_What needs to be done_
Gather all lines with "instance" from the records.

########################################

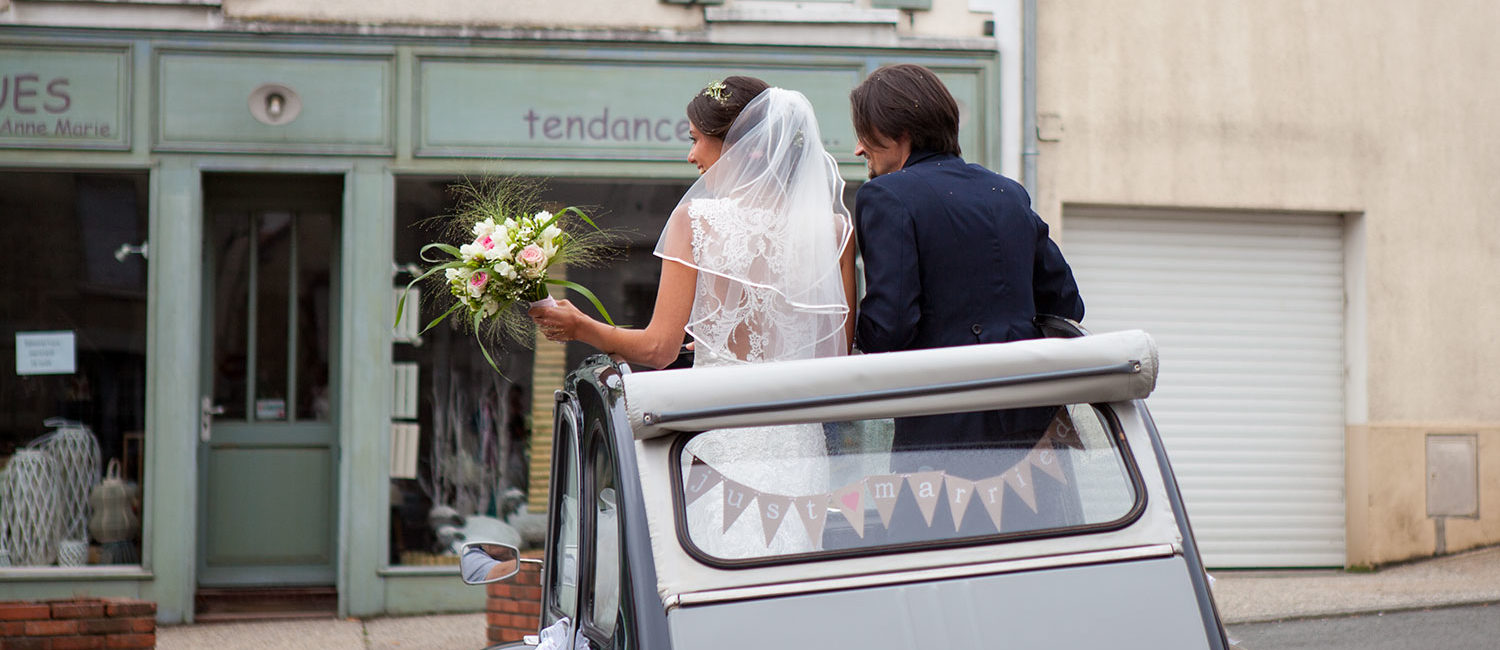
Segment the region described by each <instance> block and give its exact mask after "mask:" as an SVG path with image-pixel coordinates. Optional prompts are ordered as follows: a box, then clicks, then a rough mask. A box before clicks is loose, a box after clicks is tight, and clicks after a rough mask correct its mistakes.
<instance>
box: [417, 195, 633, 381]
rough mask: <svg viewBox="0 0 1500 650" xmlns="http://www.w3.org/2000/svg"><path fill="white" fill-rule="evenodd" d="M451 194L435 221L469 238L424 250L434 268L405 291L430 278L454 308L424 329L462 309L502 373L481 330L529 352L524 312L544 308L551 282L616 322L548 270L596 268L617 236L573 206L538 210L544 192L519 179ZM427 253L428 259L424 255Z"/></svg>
mask: <svg viewBox="0 0 1500 650" xmlns="http://www.w3.org/2000/svg"><path fill="white" fill-rule="evenodd" d="M450 191H452V192H453V194H455V195H458V198H459V204H458V209H456V212H455V213H453V215H446V216H443V218H438V219H447V222H449V225H447V230H449V231H450V233H449V234H452V236H453V239H460V237H462V239H469V237H472V239H471V240H469V242H468V243H463V245H460V246H453V245H449V243H443V242H437V243H429V245H426V246H422V260H423V261H428V263H432V264H434V266H432V267H429V269H426V270H425V272H423V273H422V275H419V276H417V279H413V281H411V284H408V285H407V288H408V290H410V288H411V287H414V285H416V284H419V282H422V281H425V279H432V281H435V282H441V284H443V287H444V288H446V293H449V294H452V296H453V297H455V299H456V300H455V302H453V306H452V308H449V309H447V311H444V312H443V315H440V317H437V318H434V320H432V323H428V326H426V327H423V329H422V332H426V330H429V329H432V327H434V326H437V324H438V323H443V321H444V320H447V317H450V315H453V314H455V312H462V315H463V317H465V318H463V323H465V324H466V326H468V327H469V329H471V330H474V336H475V339H477V341H478V345H480V351H483V353H484V360H486V362H489V366H490V368H493V369H495V372H499V366H496V365H495V359H493V357H490V354H489V348H487V347H486V345H484V336H481V333H487V335H490V336H492V338H493V336H507V338H510V339H511V341H514V342H517V344H522V345H526V347H529V345H531V342H532V341H535V333H534V324H532V323H531V318H529V317H526V309H529V308H531V305H532V303H543V305H549V302H552V300H553V299H552V297H550V296H549V294H547V287H549V285H553V287H562V288H567V290H573V291H577V293H579V294H582V296H583V297H586V299H588V302H591V303H592V305H594V308H595V309H598V312H600V314H601V315H603V317H604V320H606V321H609V324H613V320H610V317H609V311H607V309H604V305H603V303H600V302H598V297H595V296H594V293H592V291H589V290H588V288H585V287H583V285H580V284H577V282H568V281H565V279H561V278H550V276H547V270H549V269H552V267H556V266H562V264H568V266H585V267H586V266H595V264H598V263H601V261H604V260H607V258H609V257H610V255H612V251H613V242H615V236H612V234H610V233H607V231H604V230H600V228H598V225H597V224H594V219H591V218H589V216H588V215H585V213H583V210H579V209H577V207H564V209H561V210H558V212H556V213H552V212H546V210H541V209H540V204H541V201H540V191H541V188H540V186H538V185H537V183H535V182H529V180H525V179H490V180H483V182H478V183H471V182H466V180H465V182H462V183H458V185H453V186H452V188H450ZM429 252H431V255H434V257H428V255H429ZM405 300H407V296H405V293H404V294H402V299H401V302H398V306H396V327H398V329H399V327H401V318H402V312H404V311H405Z"/></svg>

########################################

_Result of this task_
Segment the region described by each <instance> block and give its exact mask after "mask:" as an SVG path with image-pixel coordinates. Optional prompts are ordered as follows: a box, then clicks, then a rough mask. A box before clicks is loose, a box after clicks is tight, and clicks after a rough mask correct its mistakes.
<instance>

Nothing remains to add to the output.